Dataset records:

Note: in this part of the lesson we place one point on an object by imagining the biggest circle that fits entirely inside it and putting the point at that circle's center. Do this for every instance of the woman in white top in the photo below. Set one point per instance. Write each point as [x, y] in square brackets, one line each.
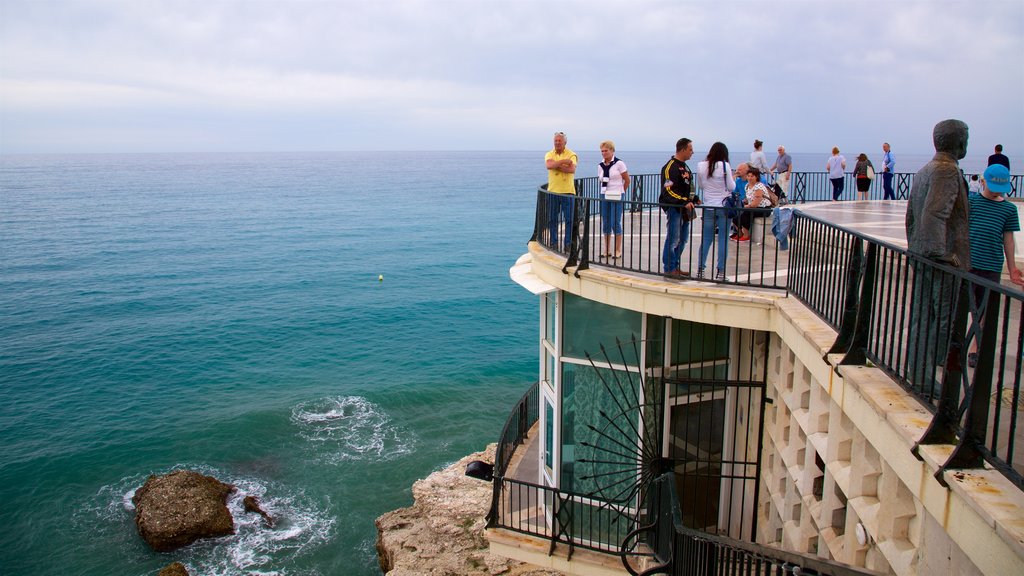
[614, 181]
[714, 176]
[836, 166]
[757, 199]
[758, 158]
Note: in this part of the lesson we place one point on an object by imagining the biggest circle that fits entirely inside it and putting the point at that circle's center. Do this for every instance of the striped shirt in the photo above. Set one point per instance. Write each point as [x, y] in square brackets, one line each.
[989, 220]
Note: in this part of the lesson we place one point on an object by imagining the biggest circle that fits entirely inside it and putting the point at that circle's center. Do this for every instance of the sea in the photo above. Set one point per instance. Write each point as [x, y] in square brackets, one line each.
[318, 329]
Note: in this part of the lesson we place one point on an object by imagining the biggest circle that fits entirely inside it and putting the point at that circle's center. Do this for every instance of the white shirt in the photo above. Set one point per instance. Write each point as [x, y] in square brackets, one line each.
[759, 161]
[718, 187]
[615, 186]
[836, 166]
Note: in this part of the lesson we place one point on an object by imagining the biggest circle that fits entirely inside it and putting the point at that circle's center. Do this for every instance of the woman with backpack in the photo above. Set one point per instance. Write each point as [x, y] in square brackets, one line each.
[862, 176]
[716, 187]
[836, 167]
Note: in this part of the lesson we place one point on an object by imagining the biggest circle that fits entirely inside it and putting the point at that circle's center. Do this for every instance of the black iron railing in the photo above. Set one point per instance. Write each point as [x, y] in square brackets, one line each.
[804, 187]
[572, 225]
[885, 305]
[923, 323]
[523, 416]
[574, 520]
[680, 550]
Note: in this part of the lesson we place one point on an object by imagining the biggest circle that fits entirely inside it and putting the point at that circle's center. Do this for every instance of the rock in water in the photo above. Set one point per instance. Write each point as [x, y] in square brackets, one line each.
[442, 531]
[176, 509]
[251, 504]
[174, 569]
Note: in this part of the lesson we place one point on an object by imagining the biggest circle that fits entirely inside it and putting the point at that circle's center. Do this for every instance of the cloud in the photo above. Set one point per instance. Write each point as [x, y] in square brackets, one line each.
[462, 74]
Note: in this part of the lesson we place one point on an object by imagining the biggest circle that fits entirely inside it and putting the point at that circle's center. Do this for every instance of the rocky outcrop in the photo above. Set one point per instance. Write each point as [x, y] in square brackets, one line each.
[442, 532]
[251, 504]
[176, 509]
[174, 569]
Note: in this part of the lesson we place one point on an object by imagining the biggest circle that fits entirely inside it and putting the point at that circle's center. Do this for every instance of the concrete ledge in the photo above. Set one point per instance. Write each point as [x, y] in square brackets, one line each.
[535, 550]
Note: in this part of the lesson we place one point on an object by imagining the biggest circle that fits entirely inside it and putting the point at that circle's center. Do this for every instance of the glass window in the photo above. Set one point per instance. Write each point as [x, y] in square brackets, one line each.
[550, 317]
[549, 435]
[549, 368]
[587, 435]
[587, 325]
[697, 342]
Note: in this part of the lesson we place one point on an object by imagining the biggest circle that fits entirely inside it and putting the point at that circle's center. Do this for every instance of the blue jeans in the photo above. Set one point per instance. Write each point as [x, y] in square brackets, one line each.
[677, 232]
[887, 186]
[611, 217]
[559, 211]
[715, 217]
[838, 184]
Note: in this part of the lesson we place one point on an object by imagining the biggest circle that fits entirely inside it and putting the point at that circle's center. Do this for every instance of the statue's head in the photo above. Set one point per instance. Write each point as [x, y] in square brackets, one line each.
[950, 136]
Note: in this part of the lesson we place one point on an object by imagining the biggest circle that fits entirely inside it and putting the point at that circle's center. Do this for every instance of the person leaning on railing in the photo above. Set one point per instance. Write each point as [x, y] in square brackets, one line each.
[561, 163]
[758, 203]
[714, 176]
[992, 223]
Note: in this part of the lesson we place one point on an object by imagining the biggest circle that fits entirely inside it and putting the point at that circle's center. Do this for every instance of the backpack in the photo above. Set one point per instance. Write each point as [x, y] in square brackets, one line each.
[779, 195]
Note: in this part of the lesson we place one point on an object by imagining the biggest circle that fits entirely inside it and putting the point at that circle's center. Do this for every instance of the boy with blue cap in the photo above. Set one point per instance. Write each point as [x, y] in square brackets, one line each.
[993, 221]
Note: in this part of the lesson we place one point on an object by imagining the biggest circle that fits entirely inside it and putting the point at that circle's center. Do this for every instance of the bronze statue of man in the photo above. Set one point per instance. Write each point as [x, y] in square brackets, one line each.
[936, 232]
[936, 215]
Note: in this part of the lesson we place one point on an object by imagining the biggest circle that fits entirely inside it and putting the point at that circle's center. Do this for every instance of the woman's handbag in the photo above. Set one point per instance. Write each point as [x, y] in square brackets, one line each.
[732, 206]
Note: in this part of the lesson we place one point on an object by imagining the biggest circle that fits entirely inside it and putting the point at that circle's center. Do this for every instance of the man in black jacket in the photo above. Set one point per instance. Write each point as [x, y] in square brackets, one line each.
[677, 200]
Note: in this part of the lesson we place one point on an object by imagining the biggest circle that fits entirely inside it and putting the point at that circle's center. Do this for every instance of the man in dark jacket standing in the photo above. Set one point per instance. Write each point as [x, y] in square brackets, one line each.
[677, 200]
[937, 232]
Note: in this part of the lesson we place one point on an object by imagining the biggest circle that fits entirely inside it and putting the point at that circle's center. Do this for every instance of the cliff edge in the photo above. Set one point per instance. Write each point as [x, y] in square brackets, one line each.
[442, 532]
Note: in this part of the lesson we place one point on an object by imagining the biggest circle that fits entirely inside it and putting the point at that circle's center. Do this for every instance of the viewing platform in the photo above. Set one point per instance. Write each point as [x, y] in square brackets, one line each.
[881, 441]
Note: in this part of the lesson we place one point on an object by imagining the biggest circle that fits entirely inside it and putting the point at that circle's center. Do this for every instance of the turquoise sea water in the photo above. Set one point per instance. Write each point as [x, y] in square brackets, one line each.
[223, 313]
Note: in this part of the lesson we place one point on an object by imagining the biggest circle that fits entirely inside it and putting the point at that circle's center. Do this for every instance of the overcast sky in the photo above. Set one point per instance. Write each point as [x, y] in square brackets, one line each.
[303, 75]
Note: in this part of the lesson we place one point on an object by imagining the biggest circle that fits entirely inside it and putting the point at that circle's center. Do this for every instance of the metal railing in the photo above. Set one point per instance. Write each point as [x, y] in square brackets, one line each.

§ **Required work**: Could you repeat all of the material exactly? Pictures should not be copied.

§ **Problem solution**:
Note: in this part of the lesson we place one point on an object by imagining the biggest circle that fits entirely inside it and putting the point at that circle's center. Do this for every instance of the woman in white top in the photo below. Set one point per instance. Write each point as [x, y] in square brackets, one line each.
[614, 181]
[714, 176]
[836, 166]
[757, 199]
[758, 158]
Note: in this part of the lesson we place one point on an object by imagining the biggest circle that fits entirely inside it and putting the point at that circle's center. Do this for every instance of the striped shirt in the photo above. Set one point per instance. Write each point as [x, y] in square brackets, one line each.
[989, 220]
Note: in this part of the lesson we place one point on an object by imagining the biggest circle that fits entirely inside it and putting the point at that circle's center. Do this for every instance of the sea in the photo above. Set one point per instance. Write each point as [x, y] in square brackets, one line each.
[318, 329]
Note: in this part of the lesson we place one point on an object by imagining the biggest circle that fits entirely inside it and putting the point at that circle's center. Do this for every instance of the white shirt in the photo above. Set one point per instance. Write each point as [x, y] in square brackets, one line each.
[759, 161]
[718, 187]
[615, 186]
[836, 166]
Note: in this part of the lesson we place one point on an object by imagining the biggest circle that fits entirely inside it and putting the point at that circle's center. Do this for every instance of the woman with backpack in the photo above. Set one point per instance. Write each point as [x, y] in square brackets, one line each.
[862, 176]
[716, 187]
[836, 167]
Note: in this part of the lesson we place one point on an object by imagining the biggest circle that fits entirely inside it and putting the point at that circle's center. Do this for every instance of the black iron railing in the photo above. Set one point per instance. Write each point as [x, y] in square brackets, one line each.
[804, 187]
[572, 225]
[885, 305]
[923, 323]
[523, 416]
[574, 520]
[680, 550]
Note: in this part of the lesson we place one point on an object by imagining the biggest circle that fits entirely inside it and putting the point at that circle's center. Do this for every instance of the rock in water in the photo above. Set one point per instance. Write each point as [x, y] in square brackets, one line each.
[442, 531]
[176, 509]
[251, 504]
[174, 569]
Note: in this part of the lesson we place one point on an object by imagining the biggest circle that fits entirely inside it and putting the point at that circle's center. Do this for every instance of the cloud in the photo above. Set one point per instance. Write each point as [x, y] in square brackets, one line each.
[462, 74]
Note: in this part of the lesson we place one point on an object by imagining the biggest circle that fits entirely inside it and putting the point at that circle's center. Do this for every instance of the rocky outcrop in the photo above. Set one point per instance. Write each point as [x, y] in square brackets, one line each.
[442, 532]
[251, 504]
[176, 509]
[174, 569]
Note: in this part of the lesson we place one point on an object by imagining the biggest circle that fits entirely inside it and putting the point at that circle's center. Do this for every instance of the concrete ledge in the photo above. Set one point per instance. Write each point as [x, y] in square brackets, one line each.
[535, 550]
Note: in this part of the lesson we place one point on an object by imagining the biggest circle that fits entirely inside it and putting the point at that circle's center. Do this for every instance of the glass window in the photo above. Set one point per instance. Write each point as [x, y] in square brackets, one line each.
[550, 317]
[549, 435]
[549, 368]
[587, 435]
[587, 325]
[697, 342]
Note: in this part of the lesson we place one point on an object by imagining the biggest circle that fits entirely inside it and putting the point at that circle's center. Do this for every instance of the blue jeans in the photo above. Set one point per instance. Write each point as [x, y] in square brackets, one line each.
[677, 232]
[887, 186]
[611, 217]
[559, 211]
[715, 217]
[838, 184]
Note: in this part of the lesson we place one point on an object by imagining the biggest circle that fits entirely inside it and putting the point at that circle's center. Do this for every instance of the statue's head in the photo above. Set one point per instance. Write each point as [x, y] in square brackets, one line each.
[950, 136]
Note: in this part of the lesson we place one point on an object by imagining the biggest circle that fits entirely inside it and putting the point at that circle's center. Do this for every instance of the person leaning on railing in the photo above. Set one point per instance. Write each point as [x, y] in square brackets, one line each.
[561, 163]
[758, 203]
[714, 176]
[992, 223]
Note: in this part of the lesson we place one point on an object by imagining the biggest circle that fits entirely inside it and putting the point at that circle's center. Do this for every instance of the backpack in the photo above. Set one point per instance. Write each point as [x, y] in square brackets, one line each.
[779, 195]
Note: in this part of the lesson we place one point on an object by imagining the biggest circle that fits entirely inside it and putting the point at that circle's center. Do this for every instance of the boy with blue cap in the photo above. Set one point per instance. Write each point as [x, y] in square brackets, one line each.
[993, 221]
Note: in this part of the lesson we place one point on an object by imagining the biggest circle that fits entirely inside it and putting the point at that circle's center. Do this for every instance of the bronze statue of man in the photo above. Set one point per instance. Write each point as [x, y] in square brackets, one line each.
[936, 232]
[936, 215]
Note: in this part of the lesson we place one point on an object by imagining the biggest circle that fits entirely inside it and putting the point at that circle's center. Do this for every instance of the woman's handbag in the photo above. Set one point per instance. Write each point as [x, y] in square brackets, one line each.
[732, 206]
Note: in this part of the lesson we place one point on an object by imagining the biggest circle that fits entirely inside it and putting the point at that circle's center. Do this for every instance of the man in black jacket in the photo above. Set one point per instance. Write each point as [x, y] in square brackets, one line each.
[677, 200]
Note: in this part of the lesson we place one point on an object by imagining the biggest circle that fits entirely inside it and putting the point at that circle's center. Do this for every instance of the man in dark jacket standing in the photo above. Set one point per instance. Write each point as [x, y] in square brackets, one line each.
[677, 200]
[937, 232]
Note: in this part of the lesson we place one point on an object by imagining the biggest circle that fits entirely inside it and putting the point at that circle's center. Do this for every instance of the cliff edge in the photo above. Set one point per instance. Write each point as [x, y] in square brackets, one line each.
[442, 532]
Note: in this part of the lesson we place one point on an object by imagining the biggest circle that fits entirely inside it and putting the point at that circle's center. Do this for every instance of the viewing platform in the photo above. Set one point per instance. Write each point as [x, y] in square brackets, one line each.
[881, 441]
Note: in this part of the lesson we place one point on an object by imagining the biggest circle that fits entirely inside it and putting the point at that circle's center. Do this for every instance of the turquoise sea water in the photo above. Set one point per instance. Write each point as [x, y] in square brackets, one line each.
[223, 313]
Note: in this part of the lesson we place one point on an object by imagining the biggest circle that fits entirely inside it and putting the point at that circle's center. Do this for every instance of the overcast sky in the photo above. Set one point per instance. Write each point as [x, y] in square brackets, one line each.
[303, 75]
Note: in this part of the lesson we place one point on an object by imagining the biggest circle that fits entirely inside it and putting the point at that circle's center. Do this for every instance of the metal railing in the photo above. Set one point per instance. Write each point as [x, y] in square brackets, one line each.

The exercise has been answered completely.